Exercise prompt: Reproduce each of the following lines without any change.

[Object point labels]
-=-=-=-=-

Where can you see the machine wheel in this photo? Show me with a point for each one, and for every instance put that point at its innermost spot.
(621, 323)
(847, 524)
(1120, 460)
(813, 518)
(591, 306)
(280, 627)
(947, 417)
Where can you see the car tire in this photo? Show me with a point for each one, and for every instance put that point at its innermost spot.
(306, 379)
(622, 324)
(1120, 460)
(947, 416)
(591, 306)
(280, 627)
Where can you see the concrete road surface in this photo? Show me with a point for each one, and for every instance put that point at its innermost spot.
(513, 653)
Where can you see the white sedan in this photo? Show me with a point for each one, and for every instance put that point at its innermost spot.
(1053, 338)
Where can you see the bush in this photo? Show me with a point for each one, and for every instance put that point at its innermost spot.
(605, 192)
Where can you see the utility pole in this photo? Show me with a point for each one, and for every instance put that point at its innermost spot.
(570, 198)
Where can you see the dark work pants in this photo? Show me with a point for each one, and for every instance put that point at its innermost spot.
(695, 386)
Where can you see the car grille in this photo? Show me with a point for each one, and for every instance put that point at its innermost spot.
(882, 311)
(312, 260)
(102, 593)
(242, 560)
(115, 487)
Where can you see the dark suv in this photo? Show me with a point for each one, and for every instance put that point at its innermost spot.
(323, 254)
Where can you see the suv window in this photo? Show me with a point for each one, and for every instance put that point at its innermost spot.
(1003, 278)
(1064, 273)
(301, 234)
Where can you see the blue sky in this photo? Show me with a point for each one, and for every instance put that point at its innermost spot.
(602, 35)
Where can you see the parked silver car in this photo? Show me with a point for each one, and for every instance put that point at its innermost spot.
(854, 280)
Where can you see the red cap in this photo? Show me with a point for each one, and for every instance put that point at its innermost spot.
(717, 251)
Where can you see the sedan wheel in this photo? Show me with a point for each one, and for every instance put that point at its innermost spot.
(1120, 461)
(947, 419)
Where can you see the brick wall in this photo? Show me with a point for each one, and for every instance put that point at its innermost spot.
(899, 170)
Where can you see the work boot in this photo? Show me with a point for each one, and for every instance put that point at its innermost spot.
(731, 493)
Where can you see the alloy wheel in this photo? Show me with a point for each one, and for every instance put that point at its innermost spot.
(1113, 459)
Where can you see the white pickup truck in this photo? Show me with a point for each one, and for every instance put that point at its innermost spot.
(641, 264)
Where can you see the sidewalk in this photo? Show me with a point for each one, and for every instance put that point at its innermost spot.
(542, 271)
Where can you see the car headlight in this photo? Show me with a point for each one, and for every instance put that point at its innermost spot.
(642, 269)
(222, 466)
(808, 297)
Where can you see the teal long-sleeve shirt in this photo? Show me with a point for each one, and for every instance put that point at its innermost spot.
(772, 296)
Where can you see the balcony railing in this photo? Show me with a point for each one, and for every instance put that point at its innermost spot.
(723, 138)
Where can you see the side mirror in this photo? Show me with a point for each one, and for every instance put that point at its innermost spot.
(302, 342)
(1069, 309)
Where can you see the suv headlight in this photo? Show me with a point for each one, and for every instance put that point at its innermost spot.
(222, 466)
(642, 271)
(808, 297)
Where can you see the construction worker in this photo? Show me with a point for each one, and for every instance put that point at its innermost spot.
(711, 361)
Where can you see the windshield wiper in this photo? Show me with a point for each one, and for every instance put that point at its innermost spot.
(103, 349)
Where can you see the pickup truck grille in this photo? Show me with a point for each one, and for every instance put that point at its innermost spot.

-=-=-=-=-

Worked solution:
Where can you see the machine wheel in this photo? Show me with a point for each one, and for every instance put that point at its innermost spot.
(621, 323)
(847, 524)
(1120, 460)
(813, 518)
(591, 306)
(280, 627)
(947, 417)
Where can you see the car tire in this photo? Show me with a point for each one, and for every instance put that point at its innermost spot.
(306, 379)
(622, 324)
(1120, 460)
(947, 416)
(591, 306)
(280, 627)
Where can you see the concrete road surface in this photo? Show me with a point for each one, and for every instance put that point at its innermost spot.
(513, 653)
Where can you see the white sedan in this photo? Show me with a point for each one, and for every instance put that point at its innermost spot.
(1053, 338)
Where can you see the bush in this photo? Show me with a point for each one, and for every instance put that point at its innermost spot.
(605, 192)
Where can you see the utility pole in this photo? Show me with a point for each one, and for every instance put that point at its innermost spot.
(570, 198)
Where can you see the dark work pants in this photo? Show me with a point for each one, and for every instance put that point at its innermost spot.
(695, 386)
Where can you see the car grille in this photo? Show me with a point for each one, and for every instance put that point at its innermost spot.
(882, 311)
(312, 260)
(102, 593)
(242, 560)
(115, 487)
Where can you see the dark suv in this photo? Show me with a point for each one, and for every instance put that point at its innermost spot.
(323, 254)
Where can you see the suv window in this photo? Show me with a point for each one, and for every instance put that point at its innermost spot.
(1003, 278)
(1064, 273)
(301, 234)
Where can you see the blue sky in this photo? Show me with a point for each one, and for every instance put that point at its innermost spot.
(602, 35)
Where can you see the parked silver car in this photo? Show me with a point for each one, and for every instance put that point at its innermost spot.
(854, 280)
Where can you see the red cap in this photo? Show me with a point for each one, and for every instance put that point at its innermost spot.
(717, 251)
Where can you see the sedan wheel in this photo? Show me with a point for each one, and for every instance put that point at its innermost spot.
(1120, 461)
(947, 419)
Where can you see the brick wall in this photo? Show me with a point for each one, and for every instance put that point at its innermost spot.
(899, 170)
Where can you see the work boot in this photo? Show me with a point for each one, and for every instance put that point at its innermost spot.
(731, 493)
Where can you see the alloy wheel in this photo? Show me with a point for each one, and for every instance put that point at its innermost spot.
(1113, 459)
Where can you see the white pickup truck in this photo? Show me with a point for each one, and for every instance put that point at its innermost spot.
(641, 264)
Where can you see the sidewalk in this photo? Show me with a point for each one, and for every instance put that point at its innermost spot.
(542, 271)
Where can you see the car headlight in this photo? Show me with a point for each one, and for every instance put that point at its innermost spot.
(642, 269)
(222, 466)
(808, 297)
Where can you see the teal long-sleeve shirt in this photo? Show me with a point for each one, and for every instance put that point at its innermost spot.
(772, 296)
Where can you see the balcony railing in this photo? Show me with a point for each one, and for every instance put that point at its innermost spot.
(723, 138)
Where can you see the side mirror in this photo? Show me with a point for each one, and for every instance put that point at its innermost spot.
(302, 342)
(1069, 309)
Where can you see the suv headlight in this photo? Show me with a point for each one, and for every instance put that point at its innermost spot.
(222, 466)
(642, 271)
(808, 297)
Where can you see the construction worker in this photo? Show me with a point for each one, and for every instance put that point at its innermost spot.
(711, 361)
Where can you see the windshield wiper in this photo? Show me with a point for each one, and for every instance put that point at its innermost spot.
(103, 349)
Where can you see the pickup truck grille in this photo? Show me with a point for each one, and for every instance put that point at its innermost spot.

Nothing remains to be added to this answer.